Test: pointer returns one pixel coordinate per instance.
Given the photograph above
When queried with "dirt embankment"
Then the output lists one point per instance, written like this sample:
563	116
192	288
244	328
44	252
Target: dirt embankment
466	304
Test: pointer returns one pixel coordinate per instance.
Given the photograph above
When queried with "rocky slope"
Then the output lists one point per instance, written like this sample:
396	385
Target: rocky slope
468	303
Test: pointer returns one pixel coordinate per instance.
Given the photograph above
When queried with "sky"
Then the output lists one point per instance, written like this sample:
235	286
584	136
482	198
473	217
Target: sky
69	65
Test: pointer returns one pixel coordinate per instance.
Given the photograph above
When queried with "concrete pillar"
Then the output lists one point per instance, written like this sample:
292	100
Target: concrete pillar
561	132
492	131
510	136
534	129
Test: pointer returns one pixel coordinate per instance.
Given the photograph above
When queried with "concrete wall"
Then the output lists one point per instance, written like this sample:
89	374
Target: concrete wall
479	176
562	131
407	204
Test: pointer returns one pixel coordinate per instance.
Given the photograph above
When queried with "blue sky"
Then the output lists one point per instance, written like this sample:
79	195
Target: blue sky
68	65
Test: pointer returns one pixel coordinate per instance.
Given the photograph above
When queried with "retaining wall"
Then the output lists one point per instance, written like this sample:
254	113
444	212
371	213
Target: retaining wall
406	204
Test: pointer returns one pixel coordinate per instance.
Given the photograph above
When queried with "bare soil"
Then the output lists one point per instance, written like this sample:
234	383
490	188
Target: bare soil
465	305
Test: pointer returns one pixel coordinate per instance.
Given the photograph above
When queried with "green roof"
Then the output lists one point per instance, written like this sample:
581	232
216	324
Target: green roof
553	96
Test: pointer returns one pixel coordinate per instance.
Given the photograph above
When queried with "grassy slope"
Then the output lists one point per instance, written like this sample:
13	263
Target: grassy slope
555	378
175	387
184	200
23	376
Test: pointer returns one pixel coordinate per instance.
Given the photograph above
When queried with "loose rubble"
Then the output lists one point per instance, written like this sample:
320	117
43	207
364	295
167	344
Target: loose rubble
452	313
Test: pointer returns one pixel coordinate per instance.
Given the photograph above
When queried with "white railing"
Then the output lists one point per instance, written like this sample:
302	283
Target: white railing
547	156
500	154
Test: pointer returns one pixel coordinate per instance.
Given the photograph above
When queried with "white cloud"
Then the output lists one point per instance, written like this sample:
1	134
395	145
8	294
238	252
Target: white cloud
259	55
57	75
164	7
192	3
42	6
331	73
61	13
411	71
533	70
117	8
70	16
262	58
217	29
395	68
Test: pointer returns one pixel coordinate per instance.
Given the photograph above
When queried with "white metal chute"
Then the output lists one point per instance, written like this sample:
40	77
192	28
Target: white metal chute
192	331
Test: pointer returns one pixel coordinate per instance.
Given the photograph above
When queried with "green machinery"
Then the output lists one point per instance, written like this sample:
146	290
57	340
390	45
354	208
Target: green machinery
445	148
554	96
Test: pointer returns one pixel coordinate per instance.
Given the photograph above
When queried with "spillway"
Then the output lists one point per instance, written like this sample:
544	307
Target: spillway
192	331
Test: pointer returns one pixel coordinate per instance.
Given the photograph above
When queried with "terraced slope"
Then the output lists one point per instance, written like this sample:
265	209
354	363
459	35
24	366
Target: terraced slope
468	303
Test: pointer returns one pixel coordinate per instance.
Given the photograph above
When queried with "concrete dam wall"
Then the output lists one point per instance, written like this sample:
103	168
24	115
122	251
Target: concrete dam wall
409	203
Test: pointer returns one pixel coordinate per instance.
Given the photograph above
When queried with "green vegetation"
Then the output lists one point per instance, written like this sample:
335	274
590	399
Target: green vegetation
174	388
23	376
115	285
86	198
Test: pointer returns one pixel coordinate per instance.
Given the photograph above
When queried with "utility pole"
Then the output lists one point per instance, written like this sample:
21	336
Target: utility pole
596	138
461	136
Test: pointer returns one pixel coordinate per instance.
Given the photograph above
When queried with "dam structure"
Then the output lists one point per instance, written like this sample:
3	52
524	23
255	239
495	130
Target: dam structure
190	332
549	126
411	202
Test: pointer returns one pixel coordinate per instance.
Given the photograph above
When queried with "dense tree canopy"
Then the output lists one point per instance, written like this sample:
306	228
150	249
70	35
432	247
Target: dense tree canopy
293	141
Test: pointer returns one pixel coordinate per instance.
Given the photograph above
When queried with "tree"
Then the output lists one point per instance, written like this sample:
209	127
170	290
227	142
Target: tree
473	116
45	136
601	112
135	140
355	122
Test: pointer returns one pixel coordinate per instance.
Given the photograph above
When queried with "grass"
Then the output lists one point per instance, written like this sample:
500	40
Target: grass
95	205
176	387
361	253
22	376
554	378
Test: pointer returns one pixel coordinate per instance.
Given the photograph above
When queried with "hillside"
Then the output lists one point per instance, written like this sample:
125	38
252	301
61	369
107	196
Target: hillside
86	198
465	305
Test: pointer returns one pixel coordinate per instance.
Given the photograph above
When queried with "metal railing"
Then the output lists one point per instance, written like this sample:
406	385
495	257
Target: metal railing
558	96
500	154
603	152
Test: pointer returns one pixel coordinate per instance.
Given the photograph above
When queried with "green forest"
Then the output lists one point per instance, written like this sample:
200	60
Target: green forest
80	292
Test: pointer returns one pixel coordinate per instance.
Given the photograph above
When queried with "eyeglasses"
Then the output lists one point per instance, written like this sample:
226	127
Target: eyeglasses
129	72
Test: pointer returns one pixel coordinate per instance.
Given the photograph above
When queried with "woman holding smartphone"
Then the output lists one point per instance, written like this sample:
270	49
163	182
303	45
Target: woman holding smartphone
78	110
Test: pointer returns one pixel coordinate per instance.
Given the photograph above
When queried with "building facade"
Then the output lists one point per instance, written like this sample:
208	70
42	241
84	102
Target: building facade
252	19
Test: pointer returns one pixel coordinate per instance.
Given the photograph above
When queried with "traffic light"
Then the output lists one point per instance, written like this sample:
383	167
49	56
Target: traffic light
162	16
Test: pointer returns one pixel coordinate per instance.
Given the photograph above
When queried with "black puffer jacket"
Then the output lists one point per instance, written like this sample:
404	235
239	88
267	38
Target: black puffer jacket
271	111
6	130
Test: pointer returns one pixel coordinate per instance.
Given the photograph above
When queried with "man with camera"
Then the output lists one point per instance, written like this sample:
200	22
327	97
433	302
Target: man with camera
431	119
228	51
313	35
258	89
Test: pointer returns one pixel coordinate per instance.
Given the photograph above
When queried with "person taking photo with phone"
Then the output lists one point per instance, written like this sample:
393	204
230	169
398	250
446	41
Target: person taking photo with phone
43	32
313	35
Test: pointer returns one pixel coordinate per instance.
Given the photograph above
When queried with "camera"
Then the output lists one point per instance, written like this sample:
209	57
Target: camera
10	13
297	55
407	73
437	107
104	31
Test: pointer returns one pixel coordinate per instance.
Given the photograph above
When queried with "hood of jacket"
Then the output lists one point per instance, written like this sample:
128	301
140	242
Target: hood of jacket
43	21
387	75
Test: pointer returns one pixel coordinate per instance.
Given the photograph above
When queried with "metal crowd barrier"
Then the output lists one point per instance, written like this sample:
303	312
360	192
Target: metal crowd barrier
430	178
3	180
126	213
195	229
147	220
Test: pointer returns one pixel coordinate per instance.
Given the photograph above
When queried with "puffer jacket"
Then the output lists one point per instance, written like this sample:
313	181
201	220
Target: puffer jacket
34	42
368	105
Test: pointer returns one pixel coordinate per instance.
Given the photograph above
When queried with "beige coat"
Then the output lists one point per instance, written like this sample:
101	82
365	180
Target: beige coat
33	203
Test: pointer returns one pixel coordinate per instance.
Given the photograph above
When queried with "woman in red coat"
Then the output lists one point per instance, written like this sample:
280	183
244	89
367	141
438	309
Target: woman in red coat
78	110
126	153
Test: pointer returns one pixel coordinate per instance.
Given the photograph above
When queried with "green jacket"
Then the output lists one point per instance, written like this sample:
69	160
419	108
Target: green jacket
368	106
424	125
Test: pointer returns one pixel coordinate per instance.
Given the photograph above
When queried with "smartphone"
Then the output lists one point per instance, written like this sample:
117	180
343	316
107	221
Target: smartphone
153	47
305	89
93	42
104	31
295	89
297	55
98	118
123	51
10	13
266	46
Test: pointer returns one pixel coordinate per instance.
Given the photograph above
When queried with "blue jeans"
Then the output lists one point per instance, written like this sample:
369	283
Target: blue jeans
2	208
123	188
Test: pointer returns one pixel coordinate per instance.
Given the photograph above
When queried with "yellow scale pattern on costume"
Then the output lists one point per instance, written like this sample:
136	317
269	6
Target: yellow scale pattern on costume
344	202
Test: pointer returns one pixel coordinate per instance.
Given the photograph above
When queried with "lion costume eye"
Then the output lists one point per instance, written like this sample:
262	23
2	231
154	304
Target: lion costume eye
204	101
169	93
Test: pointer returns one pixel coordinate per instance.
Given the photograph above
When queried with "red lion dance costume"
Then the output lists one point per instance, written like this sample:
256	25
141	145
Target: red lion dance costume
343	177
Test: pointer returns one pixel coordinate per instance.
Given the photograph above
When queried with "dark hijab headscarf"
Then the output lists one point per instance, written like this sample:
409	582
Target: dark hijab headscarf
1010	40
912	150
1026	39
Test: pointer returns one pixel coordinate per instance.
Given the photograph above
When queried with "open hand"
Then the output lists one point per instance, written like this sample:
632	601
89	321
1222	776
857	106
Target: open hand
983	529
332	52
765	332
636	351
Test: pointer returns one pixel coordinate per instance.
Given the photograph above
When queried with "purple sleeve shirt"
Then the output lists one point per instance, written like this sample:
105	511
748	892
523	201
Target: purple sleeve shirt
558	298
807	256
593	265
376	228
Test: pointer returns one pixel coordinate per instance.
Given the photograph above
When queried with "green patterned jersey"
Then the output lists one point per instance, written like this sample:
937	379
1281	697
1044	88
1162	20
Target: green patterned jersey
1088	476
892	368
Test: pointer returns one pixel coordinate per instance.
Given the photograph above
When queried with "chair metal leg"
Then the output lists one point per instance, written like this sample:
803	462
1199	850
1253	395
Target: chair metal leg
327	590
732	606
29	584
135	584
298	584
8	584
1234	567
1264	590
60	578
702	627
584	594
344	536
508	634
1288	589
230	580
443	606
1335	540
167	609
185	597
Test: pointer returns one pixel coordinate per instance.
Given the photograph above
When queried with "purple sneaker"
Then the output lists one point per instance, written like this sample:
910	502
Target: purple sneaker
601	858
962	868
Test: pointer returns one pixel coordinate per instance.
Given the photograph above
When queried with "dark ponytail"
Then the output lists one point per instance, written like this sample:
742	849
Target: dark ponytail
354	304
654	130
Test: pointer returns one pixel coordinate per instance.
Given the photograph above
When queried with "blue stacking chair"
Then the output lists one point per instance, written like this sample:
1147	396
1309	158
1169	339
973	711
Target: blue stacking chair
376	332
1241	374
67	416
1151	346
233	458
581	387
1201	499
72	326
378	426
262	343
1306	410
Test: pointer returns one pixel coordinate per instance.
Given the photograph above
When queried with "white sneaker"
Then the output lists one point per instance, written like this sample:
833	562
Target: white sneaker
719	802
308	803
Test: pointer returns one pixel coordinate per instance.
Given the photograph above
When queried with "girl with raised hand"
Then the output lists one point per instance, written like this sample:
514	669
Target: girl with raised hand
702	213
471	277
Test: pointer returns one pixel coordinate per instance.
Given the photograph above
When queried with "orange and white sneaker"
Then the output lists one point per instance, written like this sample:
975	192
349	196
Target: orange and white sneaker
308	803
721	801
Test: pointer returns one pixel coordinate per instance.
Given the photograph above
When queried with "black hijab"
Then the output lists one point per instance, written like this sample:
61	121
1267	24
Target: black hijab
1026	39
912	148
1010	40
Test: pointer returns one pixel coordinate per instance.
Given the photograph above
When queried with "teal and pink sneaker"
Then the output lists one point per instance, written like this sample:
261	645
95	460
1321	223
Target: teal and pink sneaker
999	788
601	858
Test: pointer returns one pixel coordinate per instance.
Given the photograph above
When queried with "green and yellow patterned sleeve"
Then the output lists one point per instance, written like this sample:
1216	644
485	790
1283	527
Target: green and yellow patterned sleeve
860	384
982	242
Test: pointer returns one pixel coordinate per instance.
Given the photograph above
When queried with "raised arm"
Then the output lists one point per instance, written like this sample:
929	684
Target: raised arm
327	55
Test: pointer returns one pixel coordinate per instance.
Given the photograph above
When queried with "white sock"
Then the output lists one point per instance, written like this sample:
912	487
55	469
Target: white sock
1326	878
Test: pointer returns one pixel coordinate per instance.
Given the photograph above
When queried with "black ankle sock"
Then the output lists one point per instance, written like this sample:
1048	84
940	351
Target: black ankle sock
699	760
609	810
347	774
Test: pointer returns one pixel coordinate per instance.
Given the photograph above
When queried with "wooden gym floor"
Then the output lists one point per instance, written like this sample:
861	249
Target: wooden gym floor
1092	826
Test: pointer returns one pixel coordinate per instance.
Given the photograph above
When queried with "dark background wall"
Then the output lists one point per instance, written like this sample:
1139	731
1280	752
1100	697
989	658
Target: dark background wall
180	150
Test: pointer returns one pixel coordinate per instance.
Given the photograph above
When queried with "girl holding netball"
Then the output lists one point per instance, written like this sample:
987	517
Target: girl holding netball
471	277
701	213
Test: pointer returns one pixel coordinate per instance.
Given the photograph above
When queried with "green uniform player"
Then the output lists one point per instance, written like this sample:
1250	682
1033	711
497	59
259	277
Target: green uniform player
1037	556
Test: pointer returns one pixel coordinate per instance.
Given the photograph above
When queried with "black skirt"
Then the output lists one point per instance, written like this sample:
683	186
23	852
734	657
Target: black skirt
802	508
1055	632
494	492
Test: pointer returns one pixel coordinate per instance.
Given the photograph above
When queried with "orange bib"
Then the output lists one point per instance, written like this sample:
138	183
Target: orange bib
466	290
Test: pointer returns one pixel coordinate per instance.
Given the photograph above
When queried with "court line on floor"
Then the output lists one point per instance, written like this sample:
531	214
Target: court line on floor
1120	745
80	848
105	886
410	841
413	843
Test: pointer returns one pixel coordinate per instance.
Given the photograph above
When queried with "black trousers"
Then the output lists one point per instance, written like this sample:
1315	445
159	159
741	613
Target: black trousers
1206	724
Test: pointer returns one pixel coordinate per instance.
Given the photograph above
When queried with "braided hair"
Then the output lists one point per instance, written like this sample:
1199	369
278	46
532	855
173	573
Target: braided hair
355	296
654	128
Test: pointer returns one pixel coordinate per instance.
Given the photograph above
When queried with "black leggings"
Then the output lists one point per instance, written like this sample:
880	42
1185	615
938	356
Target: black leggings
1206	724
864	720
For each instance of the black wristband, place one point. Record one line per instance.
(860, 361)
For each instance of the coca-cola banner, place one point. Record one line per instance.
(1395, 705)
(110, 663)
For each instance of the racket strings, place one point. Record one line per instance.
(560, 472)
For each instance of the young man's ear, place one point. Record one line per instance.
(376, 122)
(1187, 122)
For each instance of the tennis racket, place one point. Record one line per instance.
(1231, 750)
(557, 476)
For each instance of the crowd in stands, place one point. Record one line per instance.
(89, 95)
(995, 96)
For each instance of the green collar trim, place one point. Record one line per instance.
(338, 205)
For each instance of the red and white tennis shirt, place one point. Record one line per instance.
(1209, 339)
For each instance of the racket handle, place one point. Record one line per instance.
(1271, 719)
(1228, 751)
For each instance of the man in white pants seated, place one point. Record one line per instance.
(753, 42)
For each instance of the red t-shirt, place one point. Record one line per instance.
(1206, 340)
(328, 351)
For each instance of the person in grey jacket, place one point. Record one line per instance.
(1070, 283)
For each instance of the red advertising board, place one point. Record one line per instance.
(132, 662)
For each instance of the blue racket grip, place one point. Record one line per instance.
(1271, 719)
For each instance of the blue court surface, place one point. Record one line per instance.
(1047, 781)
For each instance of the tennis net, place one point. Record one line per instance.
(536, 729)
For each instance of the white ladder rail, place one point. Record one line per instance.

———

> **Exercise goal**
Beginning with the line that holds "For each instance of the tennis net, place" and ending with the last line of the material, retype each line exactly and output nothing else.

> **Written response**
For each instance of the tennis net, place one point. Record one line per instance.
(536, 729)
For each instance of the white ladder rail, place one point. Record one line per instance.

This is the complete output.